── Source text

Thursday, June 23, 2011

Local Spotlight - Chet Vincent & The Big Bend - July 2011

Chet Vincent & The Big Bend are our spotlight for the month of July. We realize it's still June, however, we wanted to coordinate with their cd release show happening this Friday, 6/24 at the Brillobox. The new album is titled For Everyone  and shows the band being folkier and more lyrical than their first cd. Chet himself was kind enough to answer our interview questions sharing how the band formed out of shows from Howler's and how their song writing process works. If you attend the show at Brillobox you will receive a copy of their new album with your ticket admission. Opening will be an acoustic set from Josh Verbanets and Casey Hanner and The Harlan Twins. Doors are at 9:30p and show begins at 10p. Find the new album streaming throughout the below interview.

How did the band come together? Were you all friends that went to school?

Most of us met one summer about 8 years ago, when we played a bunch of shows at Howler’s (which was a much different place back then) in our underage "first” bands. A few years went by, then Chet and Abe ran into each other again the summer after college, and thought it'd be fun to play some shows at places they were now old enough to legally go to. Not long after this, Tad, a famous character from the old days, joined the band on bass. We found Dan the way you find any pot of gold, under a rainbow.



How would you describe your sound to someone who has never heard you?

Like a lot of bands we generally try to avoid doing this as much as possible. Some of us like the term "roots-rock," others "blues-tinged folk-rock."

Are you all originally from the Pittsburgh area? Families here as well?

We are all from Pittsburgh or the surrounding areas, except Dan who hails from Tokyo.

────
── Provided material

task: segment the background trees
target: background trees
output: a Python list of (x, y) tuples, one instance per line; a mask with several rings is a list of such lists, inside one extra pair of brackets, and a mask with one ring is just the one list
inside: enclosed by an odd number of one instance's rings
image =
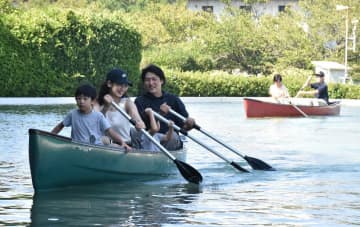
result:
[[(266, 0), (246, 2), (251, 5), (263, 1)], [(304, 76), (312, 73), (311, 61), (344, 61), (345, 12), (336, 11), (336, 5), (350, 6), (350, 20), (360, 19), (357, 0), (300, 0), (302, 11), (289, 8), (278, 16), (254, 15), (232, 8), (231, 1), (224, 2), (228, 3), (227, 10), (217, 18), (211, 13), (187, 10), (186, 1), (31, 0), (14, 7), (12, 1), (0, 0), (1, 31), (6, 37), (0, 43), (0, 50), (6, 52), (0, 51), (0, 57), (3, 56), (4, 63), (13, 62), (9, 59), (16, 59), (14, 56), (22, 56), (18, 58), (22, 59), (18, 68), (37, 62), (29, 63), (29, 58), (40, 57), (36, 74), (46, 72), (53, 75), (54, 80), (81, 76), (94, 83), (103, 79), (111, 65), (126, 65), (136, 80), (140, 67), (155, 63), (174, 75), (174, 84), (169, 86), (176, 91), (186, 90), (176, 88), (176, 78), (189, 73), (269, 76), (280, 72), (291, 81), (299, 78), (301, 83)], [(74, 12), (73, 16), (70, 11)], [(56, 21), (54, 18), (60, 15), (67, 15), (67, 19)], [(67, 27), (60, 32), (58, 28), (63, 25)], [(123, 26), (134, 38), (126, 41), (129, 36), (114, 32)], [(25, 28), (30, 27), (34, 32), (27, 32)], [(44, 32), (50, 36), (44, 37)], [(6, 41), (10, 39), (13, 41)], [(31, 43), (34, 50), (53, 51), (42, 55), (31, 51), (22, 53), (26, 43)], [(14, 58), (7, 55), (8, 50), (13, 50)], [(353, 69), (351, 76), (360, 81), (359, 48), (348, 54), (349, 66)], [(54, 58), (56, 56), (63, 57)], [(132, 59), (130, 63), (129, 59)], [(61, 62), (68, 62), (67, 66), (60, 65)], [(8, 64), (2, 65), (6, 68)], [(14, 72), (9, 69), (1, 73)], [(52, 91), (47, 95), (60, 92), (55, 88)]]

────

Transcribe the part of the band interview from "Chet Vincent & The Big Bend are" to "went to school?". The lines that come after this text have nothing to do with it.

Chet Vincent & The Big Bend are our spotlight for the month of July. We realize it's still June, however, we wanted to coordinate with their cd release show happening this Friday, 6/24 at the Brillobox. The new album is titled For Everyone  and shows the band being folkier and more lyrical than their first cd. Chet himself was kind enough to answer our interview questions sharing how the band formed out of shows from Howler's and how their song writing process works. If you attend the show at Brillobox you will receive a copy of their new album with your ticket admission. Opening will be an acoustic set from Josh Verbanets and Casey Hanner and The Harlan Twins. Doors are at 9:30p and show begins at 10p. Find the new album streaming throughout the below interview.

How did the band come together? Were you all friends that went to school?